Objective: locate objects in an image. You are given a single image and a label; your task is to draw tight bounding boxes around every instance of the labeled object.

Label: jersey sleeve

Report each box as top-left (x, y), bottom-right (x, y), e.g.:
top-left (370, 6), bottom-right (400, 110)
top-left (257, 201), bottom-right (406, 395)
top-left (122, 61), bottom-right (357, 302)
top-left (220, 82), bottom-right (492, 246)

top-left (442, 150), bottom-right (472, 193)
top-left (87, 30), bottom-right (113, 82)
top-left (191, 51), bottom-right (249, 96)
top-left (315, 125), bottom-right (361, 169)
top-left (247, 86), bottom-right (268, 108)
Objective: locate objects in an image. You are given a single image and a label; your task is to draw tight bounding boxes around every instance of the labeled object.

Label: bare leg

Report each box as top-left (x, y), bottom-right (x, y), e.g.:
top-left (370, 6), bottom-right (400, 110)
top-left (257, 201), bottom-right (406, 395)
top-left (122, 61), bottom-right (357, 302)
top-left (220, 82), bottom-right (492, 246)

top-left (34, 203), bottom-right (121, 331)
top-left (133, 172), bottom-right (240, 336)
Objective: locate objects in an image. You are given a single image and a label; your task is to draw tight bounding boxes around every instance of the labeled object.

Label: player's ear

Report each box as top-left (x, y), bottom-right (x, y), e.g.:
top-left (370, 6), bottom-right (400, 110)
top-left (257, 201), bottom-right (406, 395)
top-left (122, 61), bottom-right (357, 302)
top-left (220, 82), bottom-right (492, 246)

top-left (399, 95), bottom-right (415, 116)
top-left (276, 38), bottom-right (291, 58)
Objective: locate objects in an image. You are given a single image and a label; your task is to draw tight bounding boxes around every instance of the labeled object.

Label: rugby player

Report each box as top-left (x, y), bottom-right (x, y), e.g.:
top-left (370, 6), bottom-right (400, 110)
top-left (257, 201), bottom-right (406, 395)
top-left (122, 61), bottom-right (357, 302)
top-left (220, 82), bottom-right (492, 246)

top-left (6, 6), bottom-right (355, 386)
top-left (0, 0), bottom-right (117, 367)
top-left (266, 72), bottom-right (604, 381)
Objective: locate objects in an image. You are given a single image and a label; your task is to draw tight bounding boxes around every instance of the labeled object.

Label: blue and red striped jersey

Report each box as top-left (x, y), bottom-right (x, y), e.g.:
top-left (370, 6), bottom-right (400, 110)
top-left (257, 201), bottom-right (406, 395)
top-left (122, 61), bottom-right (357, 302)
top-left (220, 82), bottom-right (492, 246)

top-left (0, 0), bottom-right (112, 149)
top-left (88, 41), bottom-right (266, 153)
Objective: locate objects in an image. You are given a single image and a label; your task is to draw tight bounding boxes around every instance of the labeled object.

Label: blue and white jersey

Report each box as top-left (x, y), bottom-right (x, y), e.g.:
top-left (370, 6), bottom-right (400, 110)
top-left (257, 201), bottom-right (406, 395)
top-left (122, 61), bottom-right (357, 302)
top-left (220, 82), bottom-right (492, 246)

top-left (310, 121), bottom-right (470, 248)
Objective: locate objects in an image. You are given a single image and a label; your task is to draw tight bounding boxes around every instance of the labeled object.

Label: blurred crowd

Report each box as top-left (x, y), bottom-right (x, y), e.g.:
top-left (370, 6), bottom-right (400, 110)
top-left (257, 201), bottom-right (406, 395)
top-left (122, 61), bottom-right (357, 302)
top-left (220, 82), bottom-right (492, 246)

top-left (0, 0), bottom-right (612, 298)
■ ■ ■ ■
Write out verbatim the lines from the first one above through the line containing "top-left (315, 125), bottom-right (361, 169)", including both.

* **RESPONSE TO THIS EXERCISE**:
Objective: locate objects in an image. You are given a single image and a label; your task is to draw tight bounding boxes around every instance of the labeled object.

Label: jersey sleeve

Report each box as top-left (x, y), bottom-right (x, y), e.g.:
top-left (370, 6), bottom-right (400, 110)
top-left (257, 201), bottom-right (406, 395)
top-left (122, 61), bottom-right (357, 302)
top-left (220, 82), bottom-right (492, 246)

top-left (442, 150), bottom-right (472, 193)
top-left (87, 30), bottom-right (113, 82)
top-left (191, 51), bottom-right (249, 96)
top-left (315, 125), bottom-right (361, 169)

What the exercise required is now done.